TEXTAUSZUG:

G. Callesen u.a. (Hrsg.): Adler / Engels Briefwechsel

Titel
Victor Adler / Friedrich Engels, Briefwechsel.


Herausgeber
Callesen, Gerd; Maderthaner, Wolfgang
Erschienen
Berlin 2011: Akademie Verlag
Anzahl Seiten
XXIII, 267 S.
Preis
€ 99,80
Rezensiert für H-Soz-Kult von
Max Bloch, Bonn

Im Jahr 2009 zogen Harry Rowohlt (als Karl Marx) und Gregor Gysi (als Friedrich Engels) mit einem Programm über Lande, in dem sie die deftigsten Passagen des Marx-Engelsschen Briefwechsels einem begierigen Publikum zu Gehör brachten.1 Das war amüsant, brachte vor allem aber die menschliche, auch zynische Seite dieser beiden, über die Jahre versteinerten Vordenker des internationalen Sozialismus zu Bewusstsein. In der Tat ist wohl kaum eine historische Quelle derart dazu angetan, Einblicke in eine historische Persönlichkeit zu gewähren, wie deren Korrespondenz.2 Dies mögen sich auch Wolfgang Maderthaner, Generaldirektor des Österreichischen Staatsarchivs und Wissenschaftlicher Leiter des Vereins für Geschichte der Arbeiterbewegung (VGA) Wien, und Gerd Callesen, Mitarbeiter an der Marx-Engels-Gesamtausgabe (MEGA), gedacht haben, die mit der vorliegenden, liebevoll gestalteten Edition zwei große Gestalten der internationalen Sozialdemokratie am Ausgang des 19. Jahrhunderts, Friedrich Engels und Victor Adler, in persönlich-freundschaftlichem Austausch zu Wort kommen lassen. Der eigentliche Briefwechsel macht dabei nur etwa die Hälfte der Edition aus, während die zweite Hälfte aus einem Dokumentenanhang besteht, der seinerseits zum Verständnis und zur Verortung der in den Briefen berührten Themengebiete beiträgt.

ROHDATEN:
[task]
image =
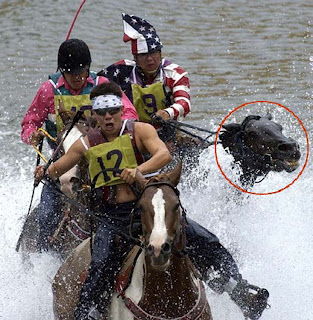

ANWEISUNGEN:
1. Wer verkörperte laut der Rezension des Briefwechsels im Jahr 2009 in einem gemeinsamen Programm Karl Marx und wer Friedrich Engels?
2. Setze die Rezension des Briefwechsels zwischen Victor Adler und Friedrich Engels im Anschluss an ihren letzten Satz fort.

ERGEBNISSE:
1. Harry Rowohlt trat als Karl Marx auf und Gregor Gysi als Friedrich Engels.

2.
Nachdem uns Victor Adler durch Wolfgang Maderthaner in einer knappen, auf das Wesentliche verdichteten Lebensskizze als schwärmerischer Idealist, geerdeter Praktiker, deutschgesinnter Jude und bürgerlicher Sozialist, mithin als eine nicht ganz widerspruchsfreie Persönlichkeit vorgestellt worden ist, geht es mit dem Briefwechsel, der mit dem Neujahrstag 1888 beginnt und mit Engels’ Tod 1895 endet, sogleich in medias res. Der Ton, der dabei angeschlagen wird, ist von Adlers Seite her der Ton mitunter anrührender Verehrung für den 32 Jahre Älteren, während Engels die Komplimente des Jüngeren mit Wohlwollen und Ermutigung quittiert, einem Wohlwollen, das Adler „manchmal persönlich drückt, wie ein Unverdientes. Lache nicht! Ich bin durchaus nicht sentimental!!“ (S. 23) Es ist ein Schüler-Lehrer-Verhältnis, das zwischen den beiden bestand, und doch kann nicht gesagt werden, dass es ein einseitiges gewesen wäre. Mehr als einmal bittet Engels den eher säumigen Korrespondenten Adler um Mitteilungen und Briefe, und aus diesen Ermahnungen erhellt, wie wichtig dem „lieben General“ – so wird er von Adler tituliert – der Austausch mit dem jungen, vitalen Führer der österreichischen Sozialdemokratie, den er zu den Hoffnungsträgern der von ihm mitbegründeten Bewegung zählte, war. Hier kommunizieren zwei Männer miteinander, die – in der Politik nicht gang und gäbe – Freundschaft hielten, sich umeinander sorgten, Ernst und Spaß verstanden und die ihrer politischen Glaubensgewissheit eine gehörige Portion Selbstironie beizumischen verstanden.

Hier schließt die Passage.